GIVEN PASSAGE:
Lesson learned, I guess. In the future I'm going to pull up the plants in sections over a period of weeks during water changes ever six months or so and give the substrate a good cleaning.


----------



## fishfan (Feb 19, 2006)

How do you gravel vac it. The particles are so fine they get sucked up.


----------



## John S (Jan 18, 2005)

ive had mine over three years no problems with it i i hardly ever clean it.


----------



## houseofcards (Feb 16, 2005)

I've had my tank for about 18 months without any algae issues. Why do you feel it's the eco that is giving you algae as opposed to any substrate you might have. Organic waste would build up in any substrate but the amount of time it would take to reach problem levels is probably based on the fish load, feeding schedule, plant mass, light, etc. You can gravel wash eco by squeezing the tube of the gravel wash to reduce the strength of the flow.


----------



## Bert H (Mar 2, 2004)

DIRECTIVE 1:
In the forum thread, how long has houseofcards had their tank without algae issues?

AVAILABLE RECORDS:

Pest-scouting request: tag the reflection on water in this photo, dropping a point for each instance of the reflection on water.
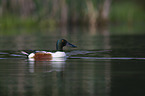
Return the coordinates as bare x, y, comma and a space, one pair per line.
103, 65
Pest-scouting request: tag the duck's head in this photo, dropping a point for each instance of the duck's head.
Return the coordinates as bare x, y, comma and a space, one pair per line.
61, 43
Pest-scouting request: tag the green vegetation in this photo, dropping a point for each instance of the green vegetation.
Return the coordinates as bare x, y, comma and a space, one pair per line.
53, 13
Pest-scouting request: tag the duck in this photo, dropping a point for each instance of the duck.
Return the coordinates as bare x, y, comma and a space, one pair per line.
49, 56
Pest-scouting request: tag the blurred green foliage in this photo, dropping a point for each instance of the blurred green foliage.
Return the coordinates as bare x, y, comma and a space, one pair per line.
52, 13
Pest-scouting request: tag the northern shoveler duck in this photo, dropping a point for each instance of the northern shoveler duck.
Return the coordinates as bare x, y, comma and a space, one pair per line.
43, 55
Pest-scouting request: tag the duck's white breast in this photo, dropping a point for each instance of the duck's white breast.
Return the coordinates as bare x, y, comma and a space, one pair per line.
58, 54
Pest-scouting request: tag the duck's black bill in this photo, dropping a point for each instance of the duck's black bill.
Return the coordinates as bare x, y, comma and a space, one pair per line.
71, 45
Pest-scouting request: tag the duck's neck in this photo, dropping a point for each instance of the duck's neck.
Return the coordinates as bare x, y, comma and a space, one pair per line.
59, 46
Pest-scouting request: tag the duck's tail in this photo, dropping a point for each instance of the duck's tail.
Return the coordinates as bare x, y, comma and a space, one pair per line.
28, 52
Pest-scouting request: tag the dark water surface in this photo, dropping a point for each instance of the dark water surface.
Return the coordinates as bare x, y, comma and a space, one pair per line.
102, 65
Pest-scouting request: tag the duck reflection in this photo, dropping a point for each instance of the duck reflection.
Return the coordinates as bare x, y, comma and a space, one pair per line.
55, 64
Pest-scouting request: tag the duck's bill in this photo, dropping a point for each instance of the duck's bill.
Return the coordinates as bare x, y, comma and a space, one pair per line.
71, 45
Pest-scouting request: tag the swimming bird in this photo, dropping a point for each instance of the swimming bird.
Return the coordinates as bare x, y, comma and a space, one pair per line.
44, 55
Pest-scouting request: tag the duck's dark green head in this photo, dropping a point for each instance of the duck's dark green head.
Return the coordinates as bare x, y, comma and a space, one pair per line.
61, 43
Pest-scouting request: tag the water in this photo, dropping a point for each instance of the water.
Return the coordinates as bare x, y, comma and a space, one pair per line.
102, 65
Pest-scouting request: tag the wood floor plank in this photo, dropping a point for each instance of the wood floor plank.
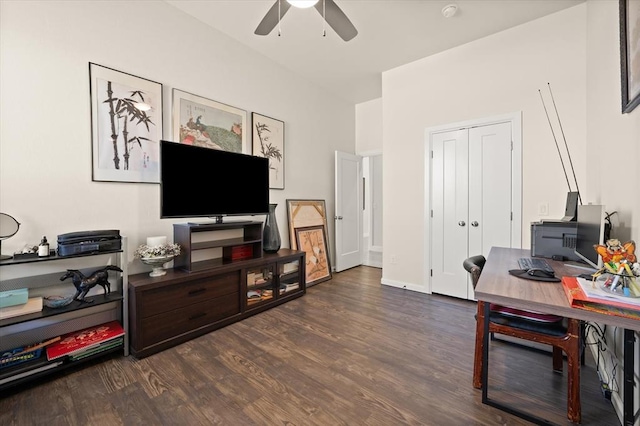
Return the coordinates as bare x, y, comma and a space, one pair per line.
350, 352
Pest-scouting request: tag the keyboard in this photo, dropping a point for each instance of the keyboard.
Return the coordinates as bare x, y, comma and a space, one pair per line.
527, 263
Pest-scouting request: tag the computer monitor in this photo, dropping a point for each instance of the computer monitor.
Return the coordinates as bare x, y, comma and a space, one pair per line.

DIRECTIVE 2:
Swap "Pest-scouting request" for "Field-survey request" in the listing, from the line with "Pest-scouting request: tag the swimming" through the end of the listing, and give back only those lines, with everything else unchanged. Leave the pictures out of your answer.

COMPLETE OUTPUT 1:
About 18 months.

COMPLETE OUTPUT 2:
Field-survey request: tag the swimming bird in this photo, dropping a point for each instance of the swimming bird.
Return the coordinates as bare x, y, comma and a space, one pair per line.
44, 55
Field-survey request: tag the duck's dark green head in this photo, dropping a point for each instance of the duck's dark green head.
Return the coordinates as bare x, y, comma and a space, one pair per line.
61, 43
Field-survey request: tag the water in this photo, dropping a point for each instance of the water.
Return the coordinates as bare x, y, comma and a space, one pair per line.
102, 65
Field-survey request: tag the wood floor plank in this photo, dropping a point for each instance of the wood floor plank.
Return the coordinates as bare x, y, comma and a space, one pair per line.
350, 352
Field-survey request: tag the keyboard in this photo, dropping a point for each instance of the keyboard.
Return the coordinates as bare x, y, comma and a space, one pair per line.
527, 263
Field-survey request: tag the computer monitor in this photo, dropping a point for each instance of the computer monitor.
Return the coordinates as bare x, y, comma and a space, one pair per line.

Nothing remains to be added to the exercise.